◆ **Source text**:
:::

# Any suggestion for an entry level router table top?



## volunteers (Mar 4, 2011)

I just bought my first router two weeks ago, a Craftsman router. Now I am looking for a table. I can build a stand (cabinet) for the router by myself, but it is out of my depth to build a table top. Any suggestion (product link) for the top? What accessories do you think are the most useful?
I am a woodworking beginner and don't the router frequently, so the very professional one, like Incra, may not be my target.


----------



## Mike Gager (Jan 14, 2009)

couple pieces of mdf glued together makes a nice flat table top. cut a hole to fit an insert plate and you are good to go. cant really get a whole lot easier


----------



## bobj3 (Jan 17, 2006)

Hi Will

About one for 125.oo bucks

T10432 Router Table with Stand

========



volunteers said:


> I just bought my first router two weeks ago, a Craftsman router. Now I am looking for a table. I can build a stand (cabinet) for the router by myself, but it is out of my depth to build a table top. Any suggestion (product link) for the top? What accessories do you think are the most useful?
> I am a woodworking beginner and don't the router frequently, so the very professional one, like Incra, may not be my target.

:::

◆ **Provided data**:
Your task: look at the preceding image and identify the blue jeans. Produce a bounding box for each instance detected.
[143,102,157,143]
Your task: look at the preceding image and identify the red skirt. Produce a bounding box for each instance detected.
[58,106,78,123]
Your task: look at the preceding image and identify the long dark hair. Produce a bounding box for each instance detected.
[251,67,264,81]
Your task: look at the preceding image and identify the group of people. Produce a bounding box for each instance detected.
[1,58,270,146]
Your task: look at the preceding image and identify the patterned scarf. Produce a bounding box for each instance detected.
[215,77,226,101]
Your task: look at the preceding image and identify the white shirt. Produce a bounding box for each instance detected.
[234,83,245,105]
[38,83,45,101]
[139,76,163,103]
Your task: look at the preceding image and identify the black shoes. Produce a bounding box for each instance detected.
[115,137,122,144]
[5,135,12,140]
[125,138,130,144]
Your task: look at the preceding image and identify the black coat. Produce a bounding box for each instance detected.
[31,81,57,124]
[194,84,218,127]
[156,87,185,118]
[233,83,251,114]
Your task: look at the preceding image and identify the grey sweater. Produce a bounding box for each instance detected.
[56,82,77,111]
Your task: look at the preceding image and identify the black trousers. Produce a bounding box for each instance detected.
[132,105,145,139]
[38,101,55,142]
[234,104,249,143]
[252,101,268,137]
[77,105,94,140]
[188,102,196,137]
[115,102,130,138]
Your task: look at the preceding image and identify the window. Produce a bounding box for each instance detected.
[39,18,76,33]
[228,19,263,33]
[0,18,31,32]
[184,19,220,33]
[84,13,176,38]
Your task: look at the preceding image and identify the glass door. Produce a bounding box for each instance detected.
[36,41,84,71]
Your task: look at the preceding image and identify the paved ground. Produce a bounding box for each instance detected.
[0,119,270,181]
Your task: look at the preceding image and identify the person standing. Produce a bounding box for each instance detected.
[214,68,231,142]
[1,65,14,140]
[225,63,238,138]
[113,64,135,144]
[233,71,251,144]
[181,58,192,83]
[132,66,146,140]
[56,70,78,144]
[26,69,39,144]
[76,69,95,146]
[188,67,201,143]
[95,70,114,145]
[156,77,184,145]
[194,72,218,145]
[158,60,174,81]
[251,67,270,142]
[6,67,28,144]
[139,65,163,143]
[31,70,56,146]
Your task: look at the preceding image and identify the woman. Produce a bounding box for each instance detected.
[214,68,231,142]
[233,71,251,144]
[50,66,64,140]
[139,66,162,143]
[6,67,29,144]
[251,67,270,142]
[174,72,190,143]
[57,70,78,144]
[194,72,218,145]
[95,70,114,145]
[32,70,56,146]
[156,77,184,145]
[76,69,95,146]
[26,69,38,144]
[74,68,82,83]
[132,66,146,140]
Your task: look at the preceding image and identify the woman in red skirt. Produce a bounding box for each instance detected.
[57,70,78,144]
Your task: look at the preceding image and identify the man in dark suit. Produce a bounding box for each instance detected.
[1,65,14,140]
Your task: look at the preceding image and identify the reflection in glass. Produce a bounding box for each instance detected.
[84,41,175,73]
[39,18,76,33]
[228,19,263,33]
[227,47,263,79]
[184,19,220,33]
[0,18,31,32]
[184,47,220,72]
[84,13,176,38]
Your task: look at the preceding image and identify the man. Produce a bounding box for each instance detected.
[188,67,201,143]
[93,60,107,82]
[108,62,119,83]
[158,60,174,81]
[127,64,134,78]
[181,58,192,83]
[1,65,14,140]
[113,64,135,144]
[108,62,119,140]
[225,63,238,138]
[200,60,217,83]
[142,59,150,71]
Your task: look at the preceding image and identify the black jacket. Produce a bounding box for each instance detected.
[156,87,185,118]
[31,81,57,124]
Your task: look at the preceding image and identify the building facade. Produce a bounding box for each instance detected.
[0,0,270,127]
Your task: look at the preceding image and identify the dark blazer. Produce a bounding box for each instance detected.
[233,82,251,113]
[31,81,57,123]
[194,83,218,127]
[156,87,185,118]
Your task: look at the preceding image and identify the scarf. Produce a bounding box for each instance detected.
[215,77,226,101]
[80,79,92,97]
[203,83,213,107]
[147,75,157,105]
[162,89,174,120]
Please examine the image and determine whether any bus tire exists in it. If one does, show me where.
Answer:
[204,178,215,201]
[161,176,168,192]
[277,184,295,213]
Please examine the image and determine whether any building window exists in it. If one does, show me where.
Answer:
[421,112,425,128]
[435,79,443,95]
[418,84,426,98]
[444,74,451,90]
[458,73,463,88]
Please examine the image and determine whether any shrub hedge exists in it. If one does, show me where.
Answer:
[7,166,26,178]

:::

◆ **What you will do**:
• 1. Answer these questions about the router table thread, one per line:
(a) What brand of router did the first poster buy?
(b) What material does Mike Gager suggest gluing together for the top?
(c) What product name does bobj3 give?
• 2. Print the lines of the records that begin at the line containing "Your task: look at the preceding image and identify the group" and end after the line containing "[56,82,77,111]".
The records are unrelated to the router table thread.

◆ **Results by task**:
• 1.
(a) Craftsman
(b) MDF
(c) T10432 Router Table with Stand

• 2.
Your task: look at the preceding image and identify the group of people. Produce a bounding box for each instance detected.
[1,58,270,146]
Your task: look at the preceding image and identify the patterned scarf. Produce a bounding box for each instance detected.
[215,77,226,101]
Your task: look at the preceding image and identify the white shirt. Produce a bounding box for each instance detected.
[234,83,245,105]
[38,83,45,101]
[139,76,163,103]
Your task: look at the preceding image and identify the black shoes. Produce a bounding box for each instance detected.
[115,137,122,144]
[5,135,12,140]
[125,138,130,144]
Your task: look at the preceding image and identify the black coat. Produce a bounding box for each instance detected.
[31,81,57,124]
[194,84,218,127]
[156,87,185,118]
[233,83,251,114]
Your task: look at the preceding image and identify the grey sweater. Produce a bounding box for each instance detected.
[56,82,77,111]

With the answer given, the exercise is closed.